[Point localization data]
==========

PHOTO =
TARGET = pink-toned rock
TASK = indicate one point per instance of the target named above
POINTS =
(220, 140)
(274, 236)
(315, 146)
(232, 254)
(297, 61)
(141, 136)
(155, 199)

==========

→ **Task to complete**
All of the entries, from the first line to the last, should be duplicated exactly.

→ **Exercise solution**
PHOTO =
TARGET = pink-toned rock
TASK = indicate one point per instance of the target named above
POINTS =
(220, 140)
(274, 236)
(315, 146)
(232, 254)
(297, 61)
(141, 136)
(155, 199)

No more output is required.